→ **TASK**:
The listing below should be written out exactly; please include all of it.
begin SUPPLIED RECORDS
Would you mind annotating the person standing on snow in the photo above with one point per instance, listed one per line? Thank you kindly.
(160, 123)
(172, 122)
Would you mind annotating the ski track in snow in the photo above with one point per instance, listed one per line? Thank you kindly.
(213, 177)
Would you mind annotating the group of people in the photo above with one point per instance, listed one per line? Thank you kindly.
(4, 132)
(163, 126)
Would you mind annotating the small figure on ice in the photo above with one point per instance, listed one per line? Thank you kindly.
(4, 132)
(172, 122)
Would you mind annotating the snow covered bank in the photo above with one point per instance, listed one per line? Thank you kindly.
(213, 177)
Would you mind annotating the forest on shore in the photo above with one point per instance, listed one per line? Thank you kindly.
end SUPPLIED RECORDS
→ **TASK SOLUTION**:
Would you mind annotating the person standing on snow in the photo above with one point per instance, listed one per line? Thank you kindly.
(160, 123)
(172, 122)
Would you mind annotating the ski track in snow in the photo above with one point per instance, listed one per line? Thank you kindly.
(213, 177)
Would you mind annotating the group of people in the photo above with one point per instance, listed one per line? Thank you kindly.
(4, 132)
(163, 126)
Would you mind annotating the small figure on ice in the photo above with one point per instance, listed one per line? Thank you kindly.
(4, 132)
(172, 122)
Would you mind annotating the snow covered bank in the photo above with one point per instance, listed one per line? Thank you kindly.
(213, 177)
Would you mind annotating the forest on shore in the photo above with one point per instance, listed one per line? Thank you kindly.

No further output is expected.